Aim of the task: Please write the next part of the account below of a mother's sudden hospital admission, picking up after its last sentence.

Source text:

So it also took 3 techs and 7 pokes to my moms arms to get any blood for testing. They were checking everything from liver/kidney function to drug testing. Fortunately (or unfortunately, depending how you look at it) everything in the blood work was negative. And her head CT was also negative. WHAT?! Um, then why is mom like this?? So because they still didn't know what was going on, and even though she was starting to come to with NO memory of that entire afternoon what-so-ever, they admitted her. It was Sunday night around 11:30pm by the time they put her in a room. Oh yea, and she was on the Stroke Unit. Great.

So the next morning, I get up and do my usual thing - take my temperature, eat a little something, go to the gym, shower, and then head to work. I called a good friend/co-worker while I was on my way to work, to give her a heads up about the happenings of the night before, so she could forewarn our other co-worker/supervisor. So I show up at work, and my other co-worker looks at me, and says, "Why are you here?" I told her because my step-dad and Matt said to not go down, because they still don't know what's going on with mom, and I had just got back from Long Island "hours" before. She then asked me if I wanted to go back, and to that I started crying, saying that I'm scared, and yes I do want to be with my mom. With that, she then told me to "get out of here", and not to worry, the building will still be around when I get back. She told me to take off as much as I needed, and if it was the whole week (I was going BACK to LI on Thursday for my BF's wedding) that would be fine - it wouldn't be worth it to drive back on, say Wednesday, work a day, and then drive all the way back. So I did an about-face, punched out, and headed home (an hour and 15 minutes away) to pack for a week.

Listed entries:
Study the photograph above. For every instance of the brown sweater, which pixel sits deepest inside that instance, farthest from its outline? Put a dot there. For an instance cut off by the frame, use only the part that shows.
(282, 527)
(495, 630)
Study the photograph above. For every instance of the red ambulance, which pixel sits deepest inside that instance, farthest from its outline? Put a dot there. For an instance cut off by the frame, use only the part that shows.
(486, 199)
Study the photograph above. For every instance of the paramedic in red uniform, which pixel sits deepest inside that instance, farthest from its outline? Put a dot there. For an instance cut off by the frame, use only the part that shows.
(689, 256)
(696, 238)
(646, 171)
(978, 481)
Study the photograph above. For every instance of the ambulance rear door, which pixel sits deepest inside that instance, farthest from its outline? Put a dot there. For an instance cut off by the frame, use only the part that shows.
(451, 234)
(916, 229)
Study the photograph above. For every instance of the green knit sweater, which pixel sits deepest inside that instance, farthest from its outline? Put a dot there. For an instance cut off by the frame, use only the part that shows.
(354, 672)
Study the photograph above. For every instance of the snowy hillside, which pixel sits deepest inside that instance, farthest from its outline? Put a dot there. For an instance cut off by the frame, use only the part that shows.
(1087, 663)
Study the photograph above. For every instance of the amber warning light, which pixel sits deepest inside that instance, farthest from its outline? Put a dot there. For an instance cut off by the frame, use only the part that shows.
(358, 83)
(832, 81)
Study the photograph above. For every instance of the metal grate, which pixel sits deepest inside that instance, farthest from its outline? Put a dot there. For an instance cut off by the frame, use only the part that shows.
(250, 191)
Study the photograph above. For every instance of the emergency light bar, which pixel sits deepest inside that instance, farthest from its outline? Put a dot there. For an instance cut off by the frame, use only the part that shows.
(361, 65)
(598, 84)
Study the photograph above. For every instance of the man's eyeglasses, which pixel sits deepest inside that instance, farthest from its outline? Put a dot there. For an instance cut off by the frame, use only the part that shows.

Result of the exercise:
Ok, so longer story short, I drove to Long Island, and got there by around 4ish pm. I stayed with mom until about 8:30pm that night. She looked good, and was surprised to see me. Of course, she asked me "who told you I was here?", and I looked at her, a little nervous, and said, "Mom, when I talked to you at 7:00 this morning, I told you that I was the one who told Rob to call an ambulance." To that she said, "Oh yea, that's right. I remember now." :/ I then went on to jokingly ask her what her birthday was (Which I think is going to be a long-standing inside joke now). That day, they did an MRA, MRI, and echocardiogram. All of which were NEGATIVE. Huh?? What??? Negative? Well, then mom, you're not going anywhere until they find out what happened, and why you still can't remember anything from Sunday.

Lo and behold, they did have a reason. They called it Prednisone Psychosis. And after looking it up (I thought the doctor was pulling this out of her ass), it made sense - she had all the symptoms, which oddly enough, mimic a stroke. Mom has been on and off Prednisone for years for bad lungs and chronic pneumonia. She was just finishing up a tapered dose for pneumonia when this happened.

So, she didn't have a stroke or mini-stroke, and all of this was caused by a drug. One drug. Amazing. I'm just happy that mom is ok, and there was nothing seriously wrong with her. She was discharged on Tuesday with no restrictions, except to stay away from Prednisone. Thank God. So I stayed down for the rest of the week to help out with the kids, and when mom was feeling better and I knew she was ok, I transitioned over to wedding stuff. Which, by the way, the wedding was so beautiful, and so much fun. And I have a new favorite picture of Matt and I (above).
In other news, October is over - YAY!
And I started using OPK's (Ovulation Prediction Kits - pretty much a stick you pee on that tells you when you're about to ovulate), and got my first + OPK on CD 19, October 27. I also got a positive last night, and this morning right after I temped. Initially, after the first +OPK, I thought I wasn't going to ovulate this cycle because my temps were so weird, and didn't show any temp spike to go along with ovulation. But now, I have a temp spike, and 2 +OPK's. So I guess I'm going to O; just a little later than expected.